▶ **INFORMATION GIVEN**:
.....

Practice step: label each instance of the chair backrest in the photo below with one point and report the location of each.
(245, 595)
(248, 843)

.....

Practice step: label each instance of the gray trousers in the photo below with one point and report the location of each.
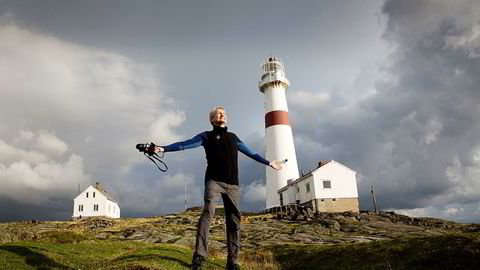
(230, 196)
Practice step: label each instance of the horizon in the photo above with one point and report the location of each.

.....

Find each line in the material above that contains the word "instance" and copy those lines in full.

Practice step: label each instance of the chair backrest in the photo below with one point and report the location of each.
Practice step: label each instance of the gray trousers in the photo below with one point and report the location of each.
Practice step: label each instance of the horizon in the photo above with one point and report the location of each.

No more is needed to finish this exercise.